• _Required task 1_
What position does Darach Fahy play, according to the profile of him?
• _Required task 2_
Please pick up the Darach Fahy profile right after its last line and carry it on.

### Source text ###

Darach Fahy

Personal information
- Native name: Darach Ó Fathaigh (Irish)
- Born: 2000 (age 25–26) Ardrahan, County Galway, Ireland
- Occupation: Student

Sport
- Sport: Hurling
- Position: Goalkeeper

Club
- Years: Club
- Ardrahan

Club titles
- Galway titles: 0

College
- Years: College
- Galway-Mayo Institute of Technology

College titles
- Fitzgibbon titles: 0

Inter-county*
- Years: County / Apps (scores)
- 2020-present: Galway / 1 (0-00)

Inter-county titles
- Leinster titles: 1
- All-Irelands: 0
- NHL: 1
- All Stars: 0
- *Inter County team apps and scores correct as of 21:41, 26 July 2021.

### Data listing ###

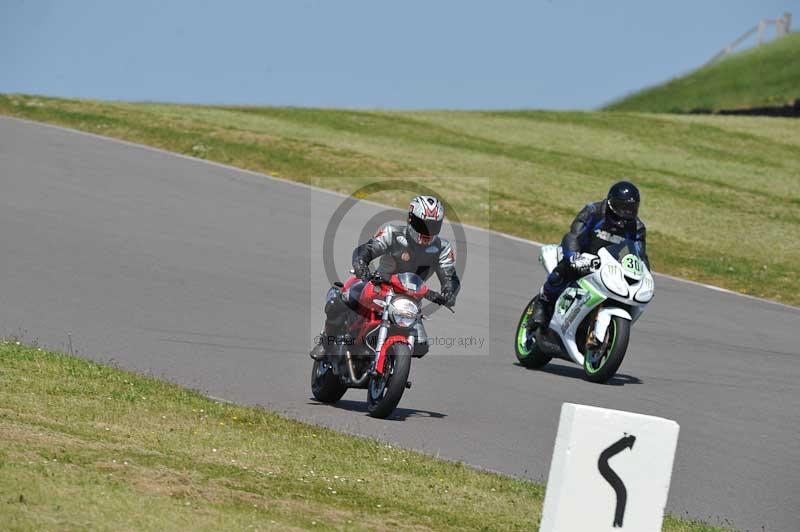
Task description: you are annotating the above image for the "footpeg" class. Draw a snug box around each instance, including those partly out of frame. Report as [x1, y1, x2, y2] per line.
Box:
[309, 344, 325, 360]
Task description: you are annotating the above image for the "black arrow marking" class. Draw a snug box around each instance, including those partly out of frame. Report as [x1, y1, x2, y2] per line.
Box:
[597, 436, 636, 528]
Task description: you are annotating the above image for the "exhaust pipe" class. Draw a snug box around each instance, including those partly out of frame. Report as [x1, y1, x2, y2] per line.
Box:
[344, 351, 369, 386]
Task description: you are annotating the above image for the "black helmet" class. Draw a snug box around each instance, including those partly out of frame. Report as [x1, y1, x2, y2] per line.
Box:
[607, 181, 639, 220]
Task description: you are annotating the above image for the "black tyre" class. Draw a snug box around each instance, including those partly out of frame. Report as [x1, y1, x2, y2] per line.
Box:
[514, 295, 552, 368]
[311, 360, 347, 403]
[367, 342, 411, 419]
[583, 316, 631, 383]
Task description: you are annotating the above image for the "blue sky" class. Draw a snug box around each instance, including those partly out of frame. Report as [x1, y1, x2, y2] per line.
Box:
[0, 0, 800, 109]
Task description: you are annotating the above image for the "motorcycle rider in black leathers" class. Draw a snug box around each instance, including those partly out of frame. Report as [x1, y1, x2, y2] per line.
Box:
[311, 196, 461, 358]
[529, 181, 650, 330]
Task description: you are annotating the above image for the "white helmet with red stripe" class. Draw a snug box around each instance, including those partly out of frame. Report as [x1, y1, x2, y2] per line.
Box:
[408, 196, 444, 246]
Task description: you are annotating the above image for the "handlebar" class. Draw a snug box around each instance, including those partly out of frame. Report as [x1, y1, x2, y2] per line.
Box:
[350, 270, 456, 314]
[423, 289, 456, 314]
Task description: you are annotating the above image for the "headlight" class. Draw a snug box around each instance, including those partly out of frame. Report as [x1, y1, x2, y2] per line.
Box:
[600, 264, 628, 297]
[389, 297, 419, 327]
[633, 274, 655, 303]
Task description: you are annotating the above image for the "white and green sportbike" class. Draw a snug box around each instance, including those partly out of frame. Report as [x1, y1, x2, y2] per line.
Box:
[514, 240, 655, 383]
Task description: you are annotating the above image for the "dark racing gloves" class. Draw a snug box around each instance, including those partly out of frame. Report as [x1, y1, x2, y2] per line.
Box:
[353, 260, 372, 281]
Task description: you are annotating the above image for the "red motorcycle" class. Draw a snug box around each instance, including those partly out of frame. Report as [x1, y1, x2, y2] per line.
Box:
[311, 272, 454, 418]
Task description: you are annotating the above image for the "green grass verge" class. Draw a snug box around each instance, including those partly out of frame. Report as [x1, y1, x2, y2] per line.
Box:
[0, 341, 718, 532]
[606, 34, 800, 113]
[0, 95, 800, 305]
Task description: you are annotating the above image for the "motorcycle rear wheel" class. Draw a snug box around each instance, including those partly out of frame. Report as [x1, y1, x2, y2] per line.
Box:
[311, 359, 347, 404]
[514, 295, 552, 369]
[583, 316, 631, 384]
[367, 342, 411, 419]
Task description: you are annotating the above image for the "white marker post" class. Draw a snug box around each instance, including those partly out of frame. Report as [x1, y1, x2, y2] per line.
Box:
[539, 403, 679, 532]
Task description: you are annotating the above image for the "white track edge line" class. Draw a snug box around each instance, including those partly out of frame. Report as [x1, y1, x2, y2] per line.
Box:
[0, 115, 800, 312]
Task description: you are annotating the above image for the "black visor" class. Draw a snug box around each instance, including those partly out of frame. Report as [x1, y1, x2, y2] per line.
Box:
[408, 215, 442, 236]
[608, 199, 639, 220]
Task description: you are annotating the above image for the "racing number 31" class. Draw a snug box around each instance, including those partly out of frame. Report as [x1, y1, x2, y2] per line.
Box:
[622, 255, 644, 275]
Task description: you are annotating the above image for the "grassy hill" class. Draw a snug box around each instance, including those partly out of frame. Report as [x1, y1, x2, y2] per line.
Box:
[0, 93, 800, 304]
[606, 33, 800, 113]
[0, 341, 721, 532]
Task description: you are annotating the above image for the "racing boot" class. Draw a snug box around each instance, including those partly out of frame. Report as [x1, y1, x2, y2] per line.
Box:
[528, 290, 553, 332]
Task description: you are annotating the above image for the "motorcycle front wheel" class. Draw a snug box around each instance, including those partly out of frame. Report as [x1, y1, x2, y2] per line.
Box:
[367, 342, 411, 419]
[583, 316, 631, 384]
[514, 295, 552, 368]
[311, 359, 347, 403]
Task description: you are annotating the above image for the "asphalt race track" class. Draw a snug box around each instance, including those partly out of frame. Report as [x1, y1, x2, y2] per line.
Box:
[0, 118, 800, 531]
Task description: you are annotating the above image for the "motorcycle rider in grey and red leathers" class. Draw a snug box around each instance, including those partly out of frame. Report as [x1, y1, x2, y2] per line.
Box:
[311, 196, 461, 358]
[529, 181, 650, 329]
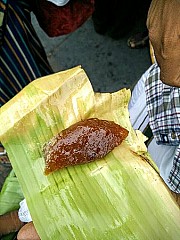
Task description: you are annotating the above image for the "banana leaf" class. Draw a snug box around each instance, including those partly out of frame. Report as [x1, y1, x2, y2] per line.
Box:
[0, 66, 180, 240]
[0, 170, 24, 215]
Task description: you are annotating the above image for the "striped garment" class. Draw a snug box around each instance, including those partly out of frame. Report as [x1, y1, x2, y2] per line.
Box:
[0, 0, 53, 106]
[129, 63, 180, 193]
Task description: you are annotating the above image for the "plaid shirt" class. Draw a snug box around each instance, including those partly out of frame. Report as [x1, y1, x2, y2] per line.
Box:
[145, 63, 180, 193]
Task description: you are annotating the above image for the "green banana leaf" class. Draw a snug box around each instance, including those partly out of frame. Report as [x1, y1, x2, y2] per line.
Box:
[0, 170, 24, 215]
[0, 170, 24, 240]
[0, 66, 180, 240]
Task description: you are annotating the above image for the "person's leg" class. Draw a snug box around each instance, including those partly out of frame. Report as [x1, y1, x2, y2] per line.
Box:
[0, 0, 53, 105]
[129, 67, 178, 195]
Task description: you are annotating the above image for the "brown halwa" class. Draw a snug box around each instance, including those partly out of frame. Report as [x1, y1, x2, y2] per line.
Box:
[43, 118, 128, 175]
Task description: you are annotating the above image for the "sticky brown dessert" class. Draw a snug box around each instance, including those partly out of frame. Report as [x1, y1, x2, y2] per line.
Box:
[43, 118, 128, 175]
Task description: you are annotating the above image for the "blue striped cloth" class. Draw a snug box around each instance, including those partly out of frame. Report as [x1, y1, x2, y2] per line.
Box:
[0, 0, 53, 106]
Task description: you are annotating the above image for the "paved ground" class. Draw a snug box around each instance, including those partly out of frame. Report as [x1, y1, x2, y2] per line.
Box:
[32, 15, 151, 92]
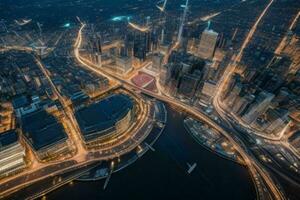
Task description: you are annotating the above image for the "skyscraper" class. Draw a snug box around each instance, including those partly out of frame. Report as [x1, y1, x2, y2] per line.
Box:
[198, 28, 218, 59]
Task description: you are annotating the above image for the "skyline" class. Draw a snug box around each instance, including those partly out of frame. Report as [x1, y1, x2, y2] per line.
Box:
[0, 0, 300, 199]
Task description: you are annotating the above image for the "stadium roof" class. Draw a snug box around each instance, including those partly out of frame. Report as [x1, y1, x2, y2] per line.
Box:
[75, 94, 133, 138]
[21, 110, 67, 151]
[0, 130, 18, 151]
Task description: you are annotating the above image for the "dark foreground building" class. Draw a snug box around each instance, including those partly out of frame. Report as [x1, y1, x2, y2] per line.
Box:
[75, 94, 134, 146]
[0, 130, 26, 177]
[21, 110, 70, 160]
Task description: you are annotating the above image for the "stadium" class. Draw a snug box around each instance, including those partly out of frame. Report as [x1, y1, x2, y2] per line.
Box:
[75, 94, 134, 146]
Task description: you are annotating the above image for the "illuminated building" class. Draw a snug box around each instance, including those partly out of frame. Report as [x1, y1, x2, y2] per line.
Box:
[0, 130, 26, 177]
[152, 53, 164, 71]
[198, 29, 218, 59]
[202, 81, 217, 99]
[116, 56, 132, 73]
[242, 92, 274, 124]
[75, 94, 134, 147]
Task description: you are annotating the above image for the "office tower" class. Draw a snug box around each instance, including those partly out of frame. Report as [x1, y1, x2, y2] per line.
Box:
[201, 81, 217, 98]
[116, 56, 132, 73]
[178, 74, 200, 98]
[242, 91, 274, 124]
[232, 94, 255, 116]
[265, 109, 289, 135]
[225, 83, 243, 108]
[198, 29, 218, 59]
[222, 73, 241, 99]
[152, 53, 164, 71]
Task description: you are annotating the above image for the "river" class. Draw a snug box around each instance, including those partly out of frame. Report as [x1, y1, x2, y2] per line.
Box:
[47, 107, 256, 200]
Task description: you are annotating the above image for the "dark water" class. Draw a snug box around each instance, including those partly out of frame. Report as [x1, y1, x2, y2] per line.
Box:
[47, 105, 256, 200]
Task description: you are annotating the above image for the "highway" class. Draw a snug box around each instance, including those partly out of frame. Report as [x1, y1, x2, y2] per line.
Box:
[74, 21, 285, 199]
[0, 41, 154, 198]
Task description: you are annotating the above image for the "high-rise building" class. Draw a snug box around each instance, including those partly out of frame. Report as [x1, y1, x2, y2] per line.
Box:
[116, 56, 132, 73]
[152, 53, 164, 71]
[232, 95, 255, 116]
[0, 130, 26, 177]
[178, 74, 200, 98]
[242, 91, 274, 124]
[198, 29, 218, 59]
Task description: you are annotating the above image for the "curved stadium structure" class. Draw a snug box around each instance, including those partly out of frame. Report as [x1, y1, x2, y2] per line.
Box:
[75, 94, 134, 146]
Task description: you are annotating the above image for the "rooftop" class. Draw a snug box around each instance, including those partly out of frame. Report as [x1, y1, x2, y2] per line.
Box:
[75, 94, 133, 137]
[0, 130, 18, 151]
[21, 110, 67, 151]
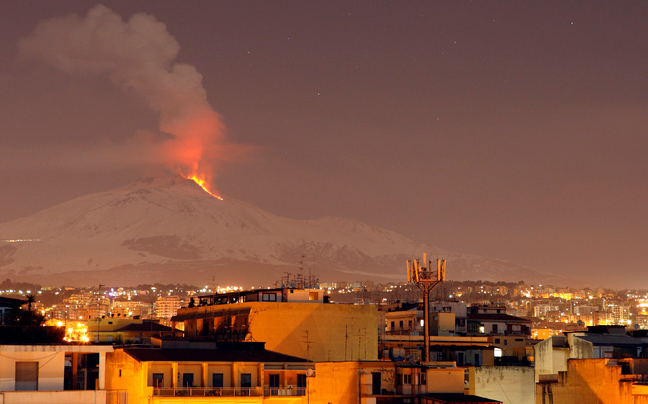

###

• _Response 1_
Goalkeeper

• _Response 2_
= Darach Fahy =

Irish hurler

Darach Fahy (born 2000) is an Irish hurler who plays for Galway Senior Championship club Ardrahan and at inter-county level with the Galway senior hurling team. He usually lines out at as a goalkeeper.

==Career==

Fahy first came to prominence in the various juvenile and underage grades with the Ardrahan club. He first appeared on the inter-county scene as goalkeeper with the Galway minor team that won the 2017 All-Ireland Championship before ending the season as goalkeeper on the Team of the Year. Fahy subsequently played for two years with the Galway under-20 team before making his senior debut during the 2020 Walsh Cup.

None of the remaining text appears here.